**Extract**
URLs du Jour


■ I initially misread the last word of Proverbs 15:6 as "fun" instead of "ruin". That would have made the Proverb more entertaining:

6 The house of the righteous contains great treasure,
    but the income of the wicked brings ruin.

I wonder if the Proverbialist had an Ancient Israeli version of a Mad Lib generator:

The   (noun)   of the   (good-people noun)     (verb)     (good-thing noun)  
    but the   (noun)   of the   (bad-people noun)     (verb)     (bad-thing noun)  .

I'm willing to accept a generous Federal grant to do research along these lines.

■ Jonah Goldberg's G-File this week deserves your attention, as it contains some deep thoughts on the connection between the Government and the Governed: The People We Deserve.

We don’t have a monarchical, aristocratic, or despotic government — though there are aspects of our government that are far closer to such adjectives than many would like to admit. But we talk about it like we think it should be. In the wake of this horrific shooting in Florida, journalists and politicians are shouting demands at the federal government and the president of the United States that neither can achieve if they are to stay consistent with the Constitution.

**Stored data**
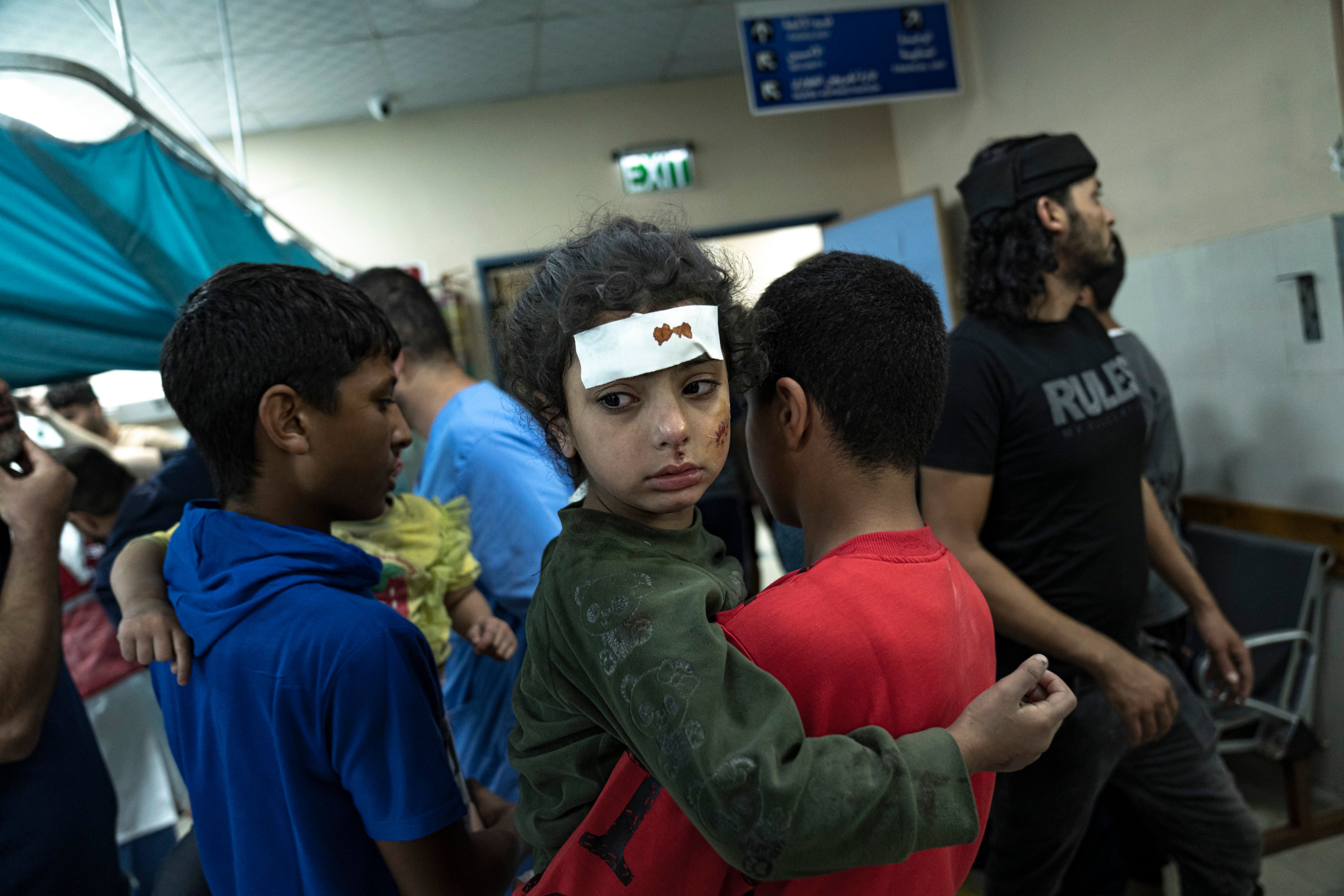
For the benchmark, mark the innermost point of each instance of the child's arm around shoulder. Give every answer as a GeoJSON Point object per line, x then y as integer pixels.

**List of tasks**
- a) Please copy the blog post word for word, starting at "6 The house" and ending at "People We Deserve.".
- b) Decide whether each statement agrees with the blog post, answering yes or no and quoting the words that settle it: (i) The author first misread the last word of Proverbs 15:6 as "fun." (ii) The G-File discussed is titled "The People We Deserve." (iii) The quoted passage says the United States has a monarchical government.
The data has no connection to the blog post.

**Responses for each task**
- a)
6 The house of the righteous contains great treasure,
    but the income of the wicked brings ruin.

I wonder if the Proverbialist had an Ancient Israeli version of a Mad Lib generator:

The   (noun)   of the   (good-people noun)     (verb)     (good-thing noun)  
    but the   (noun)   of the   (bad-people noun)     (verb)     (bad-thing noun)  .

I'm willing to accept a generous Federal grant to do research along these lines.

■ Jonah Goldberg's G-File this week deserves your attention, as it contains some deep thoughts on the connection between the Government and the Governed: The People We Deserve.

- b)
(i) Yes: "I initially misread the last word of Proverbs 15:6 as "fun" instead of "ruin"."
(ii) Yes: "Jonah Goldberg's G-File this week deserves your attention, as it contains some deep thoughts on the connection between the Government and the Governed: The People We Deserve."
(iii) No: "We don’t have a monarchical, aristocratic, or despotic government"